● **TEXT SECTION**

Research Progress of Carbon Deposition on Ni-Based Catalyst for CO2-CH4 Reforming
Round 1
Reviewer 1 Report
The authors reported a review of the carbon deposition on Ni-based catalysts. This work investigates the thermodynamics, kinetics, and reaction mechanism of CO2-CH4 reforming. However, some revisions are required before it can be considered for publication.
1. Please rewrite the abstract that shows the strong points of your article. These abstracts are so general and can't display the key points of your manuscript.
2. There are much more attractive reviews on this topic. Why did the authors choose this topic? Please explain it briefly at the end of the introduction section.
3. Because the review is long, it is better to have a picture of each quote to make it interesting for the reader. Pictures convey the content clearly and better. You have not put appropriate figures, so this is boring for readers. please add the related figures for each quote.
4. There are some grammar and punctuation mistakes. Please check the entire manuscript and correct them.
Author Response
Dear Dr.
We are very grateful for your letter and the reviewers’ comments on our manuscript catalysts-2269319. According to the comments, we carefully revised the manuscript, and all the revisions were marked in yellow color in the revised manuscript. In this detailed response, we would like to answer the reviewer’s comments point by point.

● **WHAT THE TASK REQUIRES**
Retype the part of the review report above from "Research Progress of" up to and including "considered for publication.".

● **ENTRIES**

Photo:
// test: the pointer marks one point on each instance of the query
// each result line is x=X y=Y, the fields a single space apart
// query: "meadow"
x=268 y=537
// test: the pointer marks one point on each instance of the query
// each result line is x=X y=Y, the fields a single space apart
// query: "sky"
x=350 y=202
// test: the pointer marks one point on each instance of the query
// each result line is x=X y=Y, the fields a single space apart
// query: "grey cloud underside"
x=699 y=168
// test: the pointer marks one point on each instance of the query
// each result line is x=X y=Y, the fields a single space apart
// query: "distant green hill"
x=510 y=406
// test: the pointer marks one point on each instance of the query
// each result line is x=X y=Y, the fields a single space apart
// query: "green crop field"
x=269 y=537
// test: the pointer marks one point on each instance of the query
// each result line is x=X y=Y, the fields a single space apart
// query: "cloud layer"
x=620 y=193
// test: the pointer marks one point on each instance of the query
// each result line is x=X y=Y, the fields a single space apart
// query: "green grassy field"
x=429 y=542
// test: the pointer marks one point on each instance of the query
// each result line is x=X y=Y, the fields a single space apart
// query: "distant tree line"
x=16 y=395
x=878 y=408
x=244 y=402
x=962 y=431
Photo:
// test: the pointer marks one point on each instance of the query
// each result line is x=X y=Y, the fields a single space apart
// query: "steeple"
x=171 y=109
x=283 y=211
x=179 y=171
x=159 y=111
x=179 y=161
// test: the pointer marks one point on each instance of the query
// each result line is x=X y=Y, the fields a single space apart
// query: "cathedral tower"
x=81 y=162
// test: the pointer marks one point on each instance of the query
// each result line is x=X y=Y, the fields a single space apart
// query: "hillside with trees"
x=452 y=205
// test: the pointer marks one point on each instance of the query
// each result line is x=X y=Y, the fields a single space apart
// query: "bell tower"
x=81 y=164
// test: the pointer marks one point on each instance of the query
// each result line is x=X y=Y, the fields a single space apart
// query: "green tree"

● **WORKED ANSWER**
Research Progress of Carbon Deposition on Ni-Based Catalyst for CO2-CH4 Reforming
Round 1
Reviewer 1 Report
The authors reported a review of the carbon deposition on Ni-based catalysts. This work investigates the thermodynamics, kinetics, and reaction mechanism of CO2-CH4 reforming. However, some revisions are required before it can be considered for publication.